• [Extrait du document]
========================

L’excision, également appelée mutilation génitale féminine (MGF), est une pratique qui consiste à retirer, partiellement ou totalement, les parties externes des organes génitaux féminins, notamment le clitoris. Mais quelle est la proportion des excisées au sien la population ?

Selon le rapport de l’Institut National de la Statistique et de la Démographie (INSD), le taux de prévalence chez les femmes âgées de 15 à 49 ans était de 75,8% en 2010, de 67,6% en 2015 et a diminué à 56% en 2021.

Concernant les filles âgées de 0 à 14 ans, le taux de prévalence de l’excision était de 13,3 % en 2010. Ce chiffre a baissé à 11,3 % en 2015, avant de descendre encore à 9 % en 2021. Cette baisse illustre l’efficacité des campagnes de sensibilisation sur les dangers de l’excision, qui peuvent être analysés sous divers aspects :

Du point de vue de la santé physique : Lors de l’excision, les jeunes filles subissent souvent une mutilation sans anesthésie, ce qui engendre des douleurs extrêmes et un traumatisme immédiat, parfois accompagné d’hémorragies incontrôlables pouvant occasionner la mort. 

 Réalisée dans des conditions d’hygiène souvent précaires et avec des outils non stériles, elle expose également les victimes à des infections urinaires chroniques, au tétanos et aux risques de transmission du VIH.

Du point de vue mentale : Au-delà des blessures physiques apparentes, l’excision provoque un traumatisme psychologique c’est-à-dire un choc profond et souvent irréversible. Ce geste, souvent justifié par des traditions ou des normes culturelles, laisse des cicatrices invisibles (la dépression et les troubles de la sexualité) qui marquent durablement l’esprit des victimes.

Du point de vue sociale : En plus des souffrances physiques et psychologiques qu’elle engendre, l’excision fragilise également les liens sociaux et communautaires.

Comme en témoigne Kady nom d’emprunt « C’est vrai que ma grande sœur qui a subi l’excision avec moi a eu beaucoup de mal quand elle voulait accoucher. Elle a failli perdre la vie. On lui a dit que c’est à cause des MGF. Moi, je crains même qu’on me touche. Je n’arrive pas à rester avec un petit copain parce que j’ai peur au niveau ‘intimité’ ».

========================

• [Enregistrements conservés d'une collection]
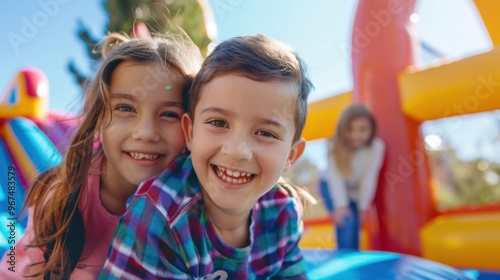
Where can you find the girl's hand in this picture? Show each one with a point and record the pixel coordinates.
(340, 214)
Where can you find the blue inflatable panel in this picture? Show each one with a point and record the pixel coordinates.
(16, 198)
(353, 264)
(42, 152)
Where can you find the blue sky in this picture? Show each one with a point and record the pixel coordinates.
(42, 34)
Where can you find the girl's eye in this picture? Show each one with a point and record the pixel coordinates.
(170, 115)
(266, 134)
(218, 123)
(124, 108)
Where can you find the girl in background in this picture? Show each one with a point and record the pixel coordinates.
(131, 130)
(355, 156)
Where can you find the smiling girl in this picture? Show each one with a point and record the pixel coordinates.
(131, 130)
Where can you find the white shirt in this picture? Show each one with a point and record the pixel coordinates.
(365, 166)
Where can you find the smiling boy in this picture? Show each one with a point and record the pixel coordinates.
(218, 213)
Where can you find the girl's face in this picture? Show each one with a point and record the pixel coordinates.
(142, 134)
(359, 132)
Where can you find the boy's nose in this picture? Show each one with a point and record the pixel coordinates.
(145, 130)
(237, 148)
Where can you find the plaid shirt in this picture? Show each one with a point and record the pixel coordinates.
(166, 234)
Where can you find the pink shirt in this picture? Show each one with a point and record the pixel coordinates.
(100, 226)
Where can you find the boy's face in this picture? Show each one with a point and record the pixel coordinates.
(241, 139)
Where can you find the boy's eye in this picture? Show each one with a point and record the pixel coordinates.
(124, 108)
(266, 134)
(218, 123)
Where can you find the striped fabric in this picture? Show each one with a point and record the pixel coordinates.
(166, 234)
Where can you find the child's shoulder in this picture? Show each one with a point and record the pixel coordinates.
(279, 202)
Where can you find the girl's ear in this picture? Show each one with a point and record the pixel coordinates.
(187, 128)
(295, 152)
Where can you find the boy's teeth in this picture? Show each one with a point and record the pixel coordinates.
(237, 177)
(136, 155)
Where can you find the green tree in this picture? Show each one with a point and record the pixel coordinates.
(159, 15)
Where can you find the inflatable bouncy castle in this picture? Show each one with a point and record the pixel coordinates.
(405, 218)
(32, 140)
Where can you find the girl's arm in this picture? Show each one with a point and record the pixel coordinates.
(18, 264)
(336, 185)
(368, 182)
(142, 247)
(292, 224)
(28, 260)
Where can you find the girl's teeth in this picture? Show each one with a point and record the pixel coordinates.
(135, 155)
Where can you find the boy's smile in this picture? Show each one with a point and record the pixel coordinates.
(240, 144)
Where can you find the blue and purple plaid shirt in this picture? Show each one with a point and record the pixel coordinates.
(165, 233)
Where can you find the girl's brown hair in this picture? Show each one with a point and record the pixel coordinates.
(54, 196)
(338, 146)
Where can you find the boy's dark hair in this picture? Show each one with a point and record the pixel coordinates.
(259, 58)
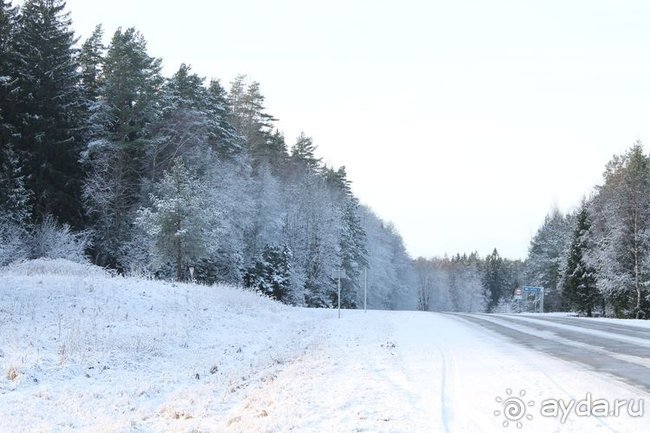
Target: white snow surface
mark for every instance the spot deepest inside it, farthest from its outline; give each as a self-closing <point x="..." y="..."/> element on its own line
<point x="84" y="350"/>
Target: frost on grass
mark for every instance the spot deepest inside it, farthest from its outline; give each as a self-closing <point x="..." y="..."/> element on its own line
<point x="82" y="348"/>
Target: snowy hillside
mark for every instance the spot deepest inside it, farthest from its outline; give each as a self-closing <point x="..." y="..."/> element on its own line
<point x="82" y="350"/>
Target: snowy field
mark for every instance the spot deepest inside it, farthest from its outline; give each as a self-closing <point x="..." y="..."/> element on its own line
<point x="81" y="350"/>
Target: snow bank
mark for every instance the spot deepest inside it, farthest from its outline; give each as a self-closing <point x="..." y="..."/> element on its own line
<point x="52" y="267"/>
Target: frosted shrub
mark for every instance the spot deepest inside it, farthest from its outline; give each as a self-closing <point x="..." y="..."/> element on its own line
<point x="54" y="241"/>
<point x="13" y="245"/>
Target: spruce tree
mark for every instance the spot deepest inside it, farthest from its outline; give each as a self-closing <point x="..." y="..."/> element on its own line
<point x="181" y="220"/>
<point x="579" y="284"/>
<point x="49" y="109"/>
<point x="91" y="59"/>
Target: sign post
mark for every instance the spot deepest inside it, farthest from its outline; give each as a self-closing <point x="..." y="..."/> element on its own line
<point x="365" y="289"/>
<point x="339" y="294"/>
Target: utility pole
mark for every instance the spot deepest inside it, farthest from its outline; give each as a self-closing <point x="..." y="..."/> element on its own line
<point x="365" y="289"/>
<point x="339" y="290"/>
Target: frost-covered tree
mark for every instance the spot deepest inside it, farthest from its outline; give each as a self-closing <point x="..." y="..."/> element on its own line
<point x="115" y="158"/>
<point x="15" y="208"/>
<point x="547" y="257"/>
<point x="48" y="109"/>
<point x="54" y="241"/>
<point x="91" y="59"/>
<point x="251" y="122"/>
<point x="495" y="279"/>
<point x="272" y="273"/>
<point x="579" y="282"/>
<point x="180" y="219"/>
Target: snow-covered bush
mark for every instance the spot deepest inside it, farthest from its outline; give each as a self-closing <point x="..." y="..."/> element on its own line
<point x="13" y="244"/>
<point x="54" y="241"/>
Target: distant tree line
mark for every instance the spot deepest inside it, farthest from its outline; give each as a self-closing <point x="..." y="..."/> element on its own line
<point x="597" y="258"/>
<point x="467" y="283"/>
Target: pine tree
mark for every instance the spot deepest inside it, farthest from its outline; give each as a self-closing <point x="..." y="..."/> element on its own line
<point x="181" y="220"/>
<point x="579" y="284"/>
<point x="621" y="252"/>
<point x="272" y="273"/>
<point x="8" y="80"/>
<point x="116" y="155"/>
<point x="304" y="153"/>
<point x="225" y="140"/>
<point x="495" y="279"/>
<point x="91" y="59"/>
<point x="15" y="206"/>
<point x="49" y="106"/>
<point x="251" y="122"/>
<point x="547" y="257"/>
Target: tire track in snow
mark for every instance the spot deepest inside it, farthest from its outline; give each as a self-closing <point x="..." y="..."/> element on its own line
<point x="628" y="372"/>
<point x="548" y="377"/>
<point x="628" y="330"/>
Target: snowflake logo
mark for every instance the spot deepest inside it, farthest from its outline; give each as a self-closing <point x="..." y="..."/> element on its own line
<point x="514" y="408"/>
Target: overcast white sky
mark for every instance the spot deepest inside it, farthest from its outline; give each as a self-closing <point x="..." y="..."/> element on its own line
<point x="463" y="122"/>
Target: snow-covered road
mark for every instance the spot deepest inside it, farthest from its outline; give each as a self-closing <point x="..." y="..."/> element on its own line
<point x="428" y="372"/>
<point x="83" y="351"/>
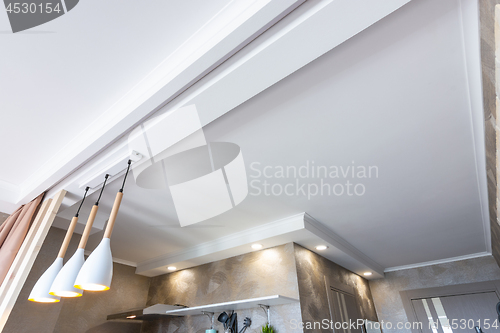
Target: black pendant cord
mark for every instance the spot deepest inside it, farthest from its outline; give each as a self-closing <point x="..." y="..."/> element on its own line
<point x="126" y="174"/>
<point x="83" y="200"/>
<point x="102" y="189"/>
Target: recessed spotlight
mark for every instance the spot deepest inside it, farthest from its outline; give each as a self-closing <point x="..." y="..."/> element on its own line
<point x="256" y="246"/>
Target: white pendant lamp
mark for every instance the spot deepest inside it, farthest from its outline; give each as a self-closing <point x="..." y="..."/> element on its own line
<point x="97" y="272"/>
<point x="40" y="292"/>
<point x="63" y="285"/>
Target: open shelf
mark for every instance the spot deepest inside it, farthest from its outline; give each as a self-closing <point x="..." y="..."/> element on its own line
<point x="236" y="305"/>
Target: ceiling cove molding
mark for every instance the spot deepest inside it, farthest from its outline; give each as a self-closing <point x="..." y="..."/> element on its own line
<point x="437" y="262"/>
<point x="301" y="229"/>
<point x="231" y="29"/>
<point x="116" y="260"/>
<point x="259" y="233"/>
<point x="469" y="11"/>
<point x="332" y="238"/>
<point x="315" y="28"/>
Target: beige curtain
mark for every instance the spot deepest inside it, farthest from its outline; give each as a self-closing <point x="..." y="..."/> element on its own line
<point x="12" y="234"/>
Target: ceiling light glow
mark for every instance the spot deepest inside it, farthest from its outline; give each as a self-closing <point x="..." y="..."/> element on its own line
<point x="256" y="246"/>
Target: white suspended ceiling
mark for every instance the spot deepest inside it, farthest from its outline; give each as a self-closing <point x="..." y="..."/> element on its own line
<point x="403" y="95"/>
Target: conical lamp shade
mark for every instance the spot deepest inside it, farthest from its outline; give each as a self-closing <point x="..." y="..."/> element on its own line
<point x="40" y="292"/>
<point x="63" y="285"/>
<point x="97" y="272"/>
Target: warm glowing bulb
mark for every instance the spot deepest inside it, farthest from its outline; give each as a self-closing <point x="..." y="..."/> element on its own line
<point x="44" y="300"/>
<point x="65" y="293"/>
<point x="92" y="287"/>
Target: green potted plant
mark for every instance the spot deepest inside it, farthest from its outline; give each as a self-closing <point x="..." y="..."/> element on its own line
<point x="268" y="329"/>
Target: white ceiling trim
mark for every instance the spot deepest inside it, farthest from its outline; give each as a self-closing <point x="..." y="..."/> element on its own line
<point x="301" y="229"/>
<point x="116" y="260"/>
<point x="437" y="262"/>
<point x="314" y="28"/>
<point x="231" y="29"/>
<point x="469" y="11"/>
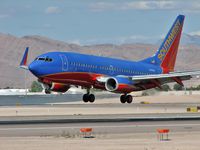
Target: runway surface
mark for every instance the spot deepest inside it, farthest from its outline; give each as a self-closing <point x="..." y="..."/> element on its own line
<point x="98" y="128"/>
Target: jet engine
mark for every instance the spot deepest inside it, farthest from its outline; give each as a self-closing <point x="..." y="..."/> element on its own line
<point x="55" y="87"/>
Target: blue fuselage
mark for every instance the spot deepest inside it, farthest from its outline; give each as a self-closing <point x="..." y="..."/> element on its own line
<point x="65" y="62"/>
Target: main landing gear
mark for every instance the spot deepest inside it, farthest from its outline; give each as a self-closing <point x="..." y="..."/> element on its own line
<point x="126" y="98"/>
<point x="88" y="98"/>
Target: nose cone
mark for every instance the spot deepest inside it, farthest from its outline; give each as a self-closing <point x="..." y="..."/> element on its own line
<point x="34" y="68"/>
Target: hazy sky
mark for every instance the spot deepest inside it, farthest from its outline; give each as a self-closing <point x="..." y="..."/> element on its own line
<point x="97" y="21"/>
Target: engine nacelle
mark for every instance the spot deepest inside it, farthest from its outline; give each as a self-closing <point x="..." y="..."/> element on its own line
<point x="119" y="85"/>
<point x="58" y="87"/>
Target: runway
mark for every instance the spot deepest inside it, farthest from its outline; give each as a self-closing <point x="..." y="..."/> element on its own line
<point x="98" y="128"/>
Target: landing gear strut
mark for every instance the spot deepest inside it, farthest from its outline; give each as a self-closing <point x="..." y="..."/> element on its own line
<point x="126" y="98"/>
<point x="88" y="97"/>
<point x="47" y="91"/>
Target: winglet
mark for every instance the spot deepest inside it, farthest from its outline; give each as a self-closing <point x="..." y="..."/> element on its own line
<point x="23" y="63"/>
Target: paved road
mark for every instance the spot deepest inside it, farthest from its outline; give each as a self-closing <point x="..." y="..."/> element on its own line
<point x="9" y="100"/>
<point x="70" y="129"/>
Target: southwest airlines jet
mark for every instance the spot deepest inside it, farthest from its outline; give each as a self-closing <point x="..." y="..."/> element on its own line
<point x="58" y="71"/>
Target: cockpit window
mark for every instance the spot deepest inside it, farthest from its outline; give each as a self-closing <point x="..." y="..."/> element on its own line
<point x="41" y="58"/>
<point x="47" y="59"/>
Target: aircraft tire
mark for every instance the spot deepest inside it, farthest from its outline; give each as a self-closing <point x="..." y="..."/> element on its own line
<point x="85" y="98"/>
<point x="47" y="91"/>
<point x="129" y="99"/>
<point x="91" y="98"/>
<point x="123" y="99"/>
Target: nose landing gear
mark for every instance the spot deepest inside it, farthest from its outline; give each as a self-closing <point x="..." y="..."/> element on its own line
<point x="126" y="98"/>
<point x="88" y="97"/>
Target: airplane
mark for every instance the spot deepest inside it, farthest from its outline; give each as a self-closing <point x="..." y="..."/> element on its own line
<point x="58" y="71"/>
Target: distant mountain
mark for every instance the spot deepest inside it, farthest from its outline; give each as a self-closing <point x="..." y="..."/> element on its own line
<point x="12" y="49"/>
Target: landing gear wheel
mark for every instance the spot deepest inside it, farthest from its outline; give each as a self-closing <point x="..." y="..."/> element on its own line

========================

• [À faire]
• a. Répondez aux questions suivantes à partir de l'extrait sur l'excision.
(i) Selon l'INSD, quel était le taux de prévalence chez les femmes âgées de 15 à 49 ans en 2021 ?
(ii) Quel était le taux de prévalence de l'excision chez les filles âgées de 0 à 14 ans en 2015 ?
(iii) À quels maux l'excision expose-t-elle les victimes lorsqu'elle est pratiquée avec des outils non stériles ?
• b. Recopiez sans modification le passage de l'extrait sur l'excision compris entre « Concernant les filles » et « occasionner la mort. », ces mots inclus.

• [Réponses dans l'ordre]
• a.
(i) 56 %.
(ii) 11,3 %.
(iii) Aux infections urinaires chroniques, au tétanos et aux risques de transmission du VIH.

• b.
Concernant les filles âgées de 0 à 14 ans, le taux de prévalence de l’excision était de 13,3 % en 2010. Ce chiffre a baissé à 11,3 % en 2015, avant de descendre encore à 9 % en 2021. Cette baisse illustre l’efficacité des campagnes de sensibilisation sur les dangers de l’excision, qui peuvent être analysés sous divers aspects :

Du point de vue de la santé physique : Lors de l’excision, les jeunes filles subissent souvent une mutilation sans anesthésie, ce qui engendre des douleurs extrêmes et un traumatisme immédiat, parfois accompagné d’hémorragies incontrôlables pouvant occasionner la mort.